-------- TEXT PASSAGE --------
The Democrats’ Dilemma

The Life of the Party: Democratic Prospects in 1988 and Beyond.
by Robert Kuttner.
Viking/Elisabeth Sifton Books. 265 pp. $18.95.

Robert Kuttner, who is among the more prominent of the Democratic party’s younger intellectuals, has the soul of a Tammany ward boss. In fact, as Kuttner himself reveals, one of the inspiring personalities behind his The Life of the Party: Democratic Prospects in 1988 and Beyond is George Washington Plunkitt, the Tammany captain who at the turn of the century held forth from the bootblack stand of the New York County Court House on the virtues of honest graft, the value of “study-in’ human nature and actin’ accordin’,” and the uselessness of “chasin’ after theories and stayin’ up nights readin’ books.”

The Life of the Party sets out a strategy which Kuttner believes will create a permanent Democratic majority. Recognizing that the party’s progressive elites, with their isolationist foreign policy and nihilistic cultural ideas, are a political liability, he argues that the Democrats can nevertheless win votes from the country’s socially conservative majority if they run and then deliver on the bread-and-butter issues. He would thus have the Democrats promise and enact such programs as: national health insurance, all-day school grants, free child care, grants for home-buyers, job training, full-employment guarantees, and public-works programs. It would all be centralized in Washington, it would be paid for by the rich (through a transfer tax on stock sales, for example), and it would instill in its beneficiaries an attitude of dependency on big government and, especially, on the Democratic party.

Kuttner, in short, envisages another New Deal realignment, the “strategic use of governance to create political conditions for cohesive egalitarian policies.” George Washington Plunkitt expressed the same strategy in pithier language: “We stood as we have always stood, for rewardin’ the men that won the victory.” And Harry Hopkins, one of Franklin D. Roosevelt’s henchmen, had another phrase which captured the New Deal’s genius at majority-making: “Tax and tax, spend and spend, elect and elect.”
-------- EXTRACTED RECORDS --------
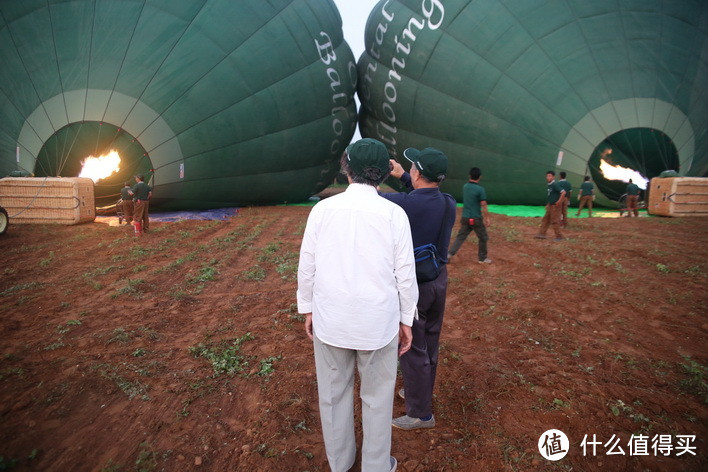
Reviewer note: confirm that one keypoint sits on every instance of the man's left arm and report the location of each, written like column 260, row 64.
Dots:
column 306, row 275
column 485, row 213
column 404, row 270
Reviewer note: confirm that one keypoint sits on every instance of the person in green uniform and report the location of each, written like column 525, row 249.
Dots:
column 127, row 203
column 556, row 193
column 141, row 196
column 566, row 200
column 632, row 198
column 586, row 195
column 475, row 217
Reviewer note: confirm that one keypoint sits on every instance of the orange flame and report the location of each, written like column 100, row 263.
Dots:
column 622, row 173
column 97, row 168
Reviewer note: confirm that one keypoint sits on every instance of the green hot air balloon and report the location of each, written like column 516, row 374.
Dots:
column 219, row 102
column 521, row 87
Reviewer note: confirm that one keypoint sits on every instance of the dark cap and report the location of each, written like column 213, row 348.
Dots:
column 367, row 153
column 430, row 162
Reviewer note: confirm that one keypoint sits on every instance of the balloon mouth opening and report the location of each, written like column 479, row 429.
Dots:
column 635, row 153
column 101, row 151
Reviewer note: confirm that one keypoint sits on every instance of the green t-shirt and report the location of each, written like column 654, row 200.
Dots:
column 566, row 186
column 472, row 196
column 141, row 191
column 586, row 189
column 554, row 190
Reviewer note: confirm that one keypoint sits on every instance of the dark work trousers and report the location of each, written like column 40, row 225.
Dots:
column 465, row 229
column 419, row 365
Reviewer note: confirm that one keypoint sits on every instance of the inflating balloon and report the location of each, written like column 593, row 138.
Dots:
column 220, row 103
column 519, row 88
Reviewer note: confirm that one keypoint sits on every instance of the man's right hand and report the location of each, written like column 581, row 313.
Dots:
column 396, row 169
column 308, row 325
column 405, row 339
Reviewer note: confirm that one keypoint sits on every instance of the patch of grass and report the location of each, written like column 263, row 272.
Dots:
column 139, row 352
column 614, row 264
column 208, row 225
column 512, row 235
column 619, row 407
column 7, row 463
column 111, row 466
column 225, row 357
column 694, row 381
column 138, row 252
column 54, row 346
column 131, row 288
column 206, row 273
column 132, row 388
column 19, row 288
column 558, row 403
column 266, row 366
column 147, row 458
column 48, row 260
column 178, row 262
column 120, row 335
column 256, row 273
column 101, row 271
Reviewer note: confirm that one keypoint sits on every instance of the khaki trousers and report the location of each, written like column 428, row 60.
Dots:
column 585, row 201
column 335, row 387
column 551, row 218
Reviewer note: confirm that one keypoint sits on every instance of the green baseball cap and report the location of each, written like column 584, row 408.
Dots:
column 430, row 162
column 368, row 153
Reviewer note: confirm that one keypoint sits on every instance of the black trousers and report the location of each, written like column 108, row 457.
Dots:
column 465, row 229
column 419, row 365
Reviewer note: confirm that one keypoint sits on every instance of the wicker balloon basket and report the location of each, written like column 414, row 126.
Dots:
column 41, row 200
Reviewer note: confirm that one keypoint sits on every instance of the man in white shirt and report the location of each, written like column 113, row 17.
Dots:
column 358, row 291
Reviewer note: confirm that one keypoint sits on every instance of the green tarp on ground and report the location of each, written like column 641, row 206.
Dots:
column 221, row 103
column 521, row 87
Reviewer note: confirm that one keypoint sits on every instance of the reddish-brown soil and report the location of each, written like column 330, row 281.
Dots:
column 106, row 342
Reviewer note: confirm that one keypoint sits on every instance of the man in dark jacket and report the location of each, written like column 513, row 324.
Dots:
column 432, row 215
column 141, row 198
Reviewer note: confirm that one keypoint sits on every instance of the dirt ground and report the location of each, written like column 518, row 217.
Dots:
column 183, row 350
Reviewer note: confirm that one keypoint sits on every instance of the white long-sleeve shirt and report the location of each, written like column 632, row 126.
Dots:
column 357, row 272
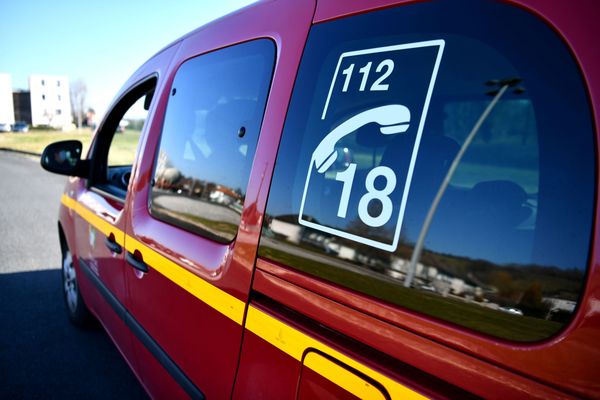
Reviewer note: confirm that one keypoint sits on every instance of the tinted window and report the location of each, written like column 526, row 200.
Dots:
column 382, row 106
column 115, row 147
column 209, row 137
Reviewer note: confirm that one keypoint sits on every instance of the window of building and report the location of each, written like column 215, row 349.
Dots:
column 382, row 106
column 209, row 136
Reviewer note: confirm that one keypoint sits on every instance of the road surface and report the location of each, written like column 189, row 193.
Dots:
column 42, row 356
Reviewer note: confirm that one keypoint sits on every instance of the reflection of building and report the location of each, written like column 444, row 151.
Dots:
column 50, row 101
column 7, row 114
column 22, row 103
column 557, row 304
column 224, row 195
column 292, row 232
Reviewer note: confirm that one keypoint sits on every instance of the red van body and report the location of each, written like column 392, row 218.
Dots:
column 203, row 317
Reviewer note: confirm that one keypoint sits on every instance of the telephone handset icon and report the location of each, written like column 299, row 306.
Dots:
column 393, row 118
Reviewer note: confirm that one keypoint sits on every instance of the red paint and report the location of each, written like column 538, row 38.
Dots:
column 223, row 360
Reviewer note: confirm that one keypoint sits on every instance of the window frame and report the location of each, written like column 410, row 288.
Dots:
column 103, row 139
column 156, row 150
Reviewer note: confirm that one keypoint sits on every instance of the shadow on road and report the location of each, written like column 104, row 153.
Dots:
column 43, row 356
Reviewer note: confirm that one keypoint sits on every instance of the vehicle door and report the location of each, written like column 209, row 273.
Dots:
column 100, row 208
column 192, row 233
column 100, row 202
column 430, row 216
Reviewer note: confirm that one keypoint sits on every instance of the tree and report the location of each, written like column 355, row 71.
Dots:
column 78, row 95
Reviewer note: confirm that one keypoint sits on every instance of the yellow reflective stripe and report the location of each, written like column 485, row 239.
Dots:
column 342, row 377
column 223, row 302
column 275, row 332
column 97, row 222
column 295, row 343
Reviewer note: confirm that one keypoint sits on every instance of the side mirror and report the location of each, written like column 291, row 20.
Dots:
column 65, row 158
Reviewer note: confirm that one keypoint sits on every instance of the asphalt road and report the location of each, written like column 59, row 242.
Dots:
column 42, row 355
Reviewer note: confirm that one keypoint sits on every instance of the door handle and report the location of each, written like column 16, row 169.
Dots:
column 135, row 263
column 113, row 246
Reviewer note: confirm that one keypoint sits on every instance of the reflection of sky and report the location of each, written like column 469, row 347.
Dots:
column 216, row 95
column 544, row 130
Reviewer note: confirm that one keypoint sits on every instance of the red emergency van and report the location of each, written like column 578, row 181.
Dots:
column 375, row 199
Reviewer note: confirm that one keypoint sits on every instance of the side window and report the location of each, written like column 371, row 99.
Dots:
column 430, row 163
column 209, row 136
column 115, row 149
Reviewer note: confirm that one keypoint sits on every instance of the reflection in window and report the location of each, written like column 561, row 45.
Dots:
column 209, row 137
column 507, row 248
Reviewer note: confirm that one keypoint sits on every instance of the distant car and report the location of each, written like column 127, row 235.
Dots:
column 20, row 127
column 511, row 310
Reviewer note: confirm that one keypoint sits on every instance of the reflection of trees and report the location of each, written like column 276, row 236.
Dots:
column 168, row 178
column 532, row 301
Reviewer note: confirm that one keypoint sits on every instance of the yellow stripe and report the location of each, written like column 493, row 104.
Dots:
column 275, row 332
column 295, row 343
column 342, row 377
column 223, row 302
column 97, row 222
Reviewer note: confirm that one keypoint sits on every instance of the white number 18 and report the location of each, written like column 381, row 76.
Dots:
column 347, row 177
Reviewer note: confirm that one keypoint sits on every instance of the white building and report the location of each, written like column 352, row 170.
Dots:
column 7, row 110
column 50, row 102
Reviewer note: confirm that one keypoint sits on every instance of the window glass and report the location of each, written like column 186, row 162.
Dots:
column 127, row 135
column 209, row 137
column 115, row 147
column 384, row 104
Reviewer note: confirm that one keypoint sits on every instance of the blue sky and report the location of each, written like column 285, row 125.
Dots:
column 101, row 42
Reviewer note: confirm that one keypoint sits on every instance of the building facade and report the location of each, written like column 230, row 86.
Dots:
column 7, row 111
column 50, row 101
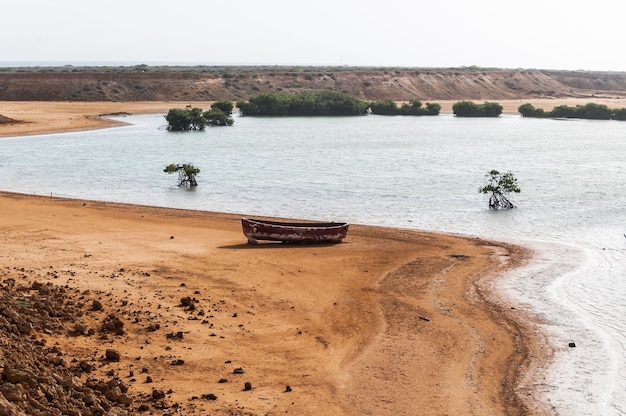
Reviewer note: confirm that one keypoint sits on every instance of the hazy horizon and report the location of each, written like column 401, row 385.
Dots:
column 555, row 35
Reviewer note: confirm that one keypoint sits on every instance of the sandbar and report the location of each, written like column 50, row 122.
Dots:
column 388, row 322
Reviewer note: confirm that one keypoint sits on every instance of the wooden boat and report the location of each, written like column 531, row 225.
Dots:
column 293, row 232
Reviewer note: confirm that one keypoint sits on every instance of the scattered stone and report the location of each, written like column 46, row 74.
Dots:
column 158, row 394
column 175, row 335
column 112, row 355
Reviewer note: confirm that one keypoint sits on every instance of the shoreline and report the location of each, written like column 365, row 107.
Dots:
column 44, row 117
column 362, row 342
column 362, row 389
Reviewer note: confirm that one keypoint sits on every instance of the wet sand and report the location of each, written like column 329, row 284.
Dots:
column 388, row 322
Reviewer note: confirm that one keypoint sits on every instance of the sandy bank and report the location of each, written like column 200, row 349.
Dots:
column 389, row 322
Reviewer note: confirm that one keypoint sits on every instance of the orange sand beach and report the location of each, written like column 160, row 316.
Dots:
column 389, row 322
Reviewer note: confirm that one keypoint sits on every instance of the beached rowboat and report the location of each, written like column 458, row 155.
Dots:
column 294, row 232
--------
** TO DO **
• 1. According to the book review, what does Kuttner offer as one example of how the rich would pay for his proposed programs?
• 2. Rewrite the listing as a JSON list of strings, one string per line and blank lines omitted, from the first line of the listing up to and including the line with "column 475, row 217". Leave the pictures out.

** ANSWERS FOR THE TASKS **
• 1. A transfer tax on stock sales.

• 2.
[
  "Reviewer note: confirm that one keypoint sits on every instance of the man's left arm and report the location of each, written like column 260, row 64.",
  "Dots:",
  "column 306, row 275",
  "column 485, row 213",
  "column 404, row 270",
  "Reviewer note: confirm that one keypoint sits on every instance of the person in green uniform and report the location of each, written like column 525, row 249.",
  "Dots:",
  "column 127, row 203",
  "column 556, row 193",
  "column 141, row 196",
  "column 566, row 200",
  "column 632, row 198",
  "column 586, row 195",
  "column 475, row 217"
]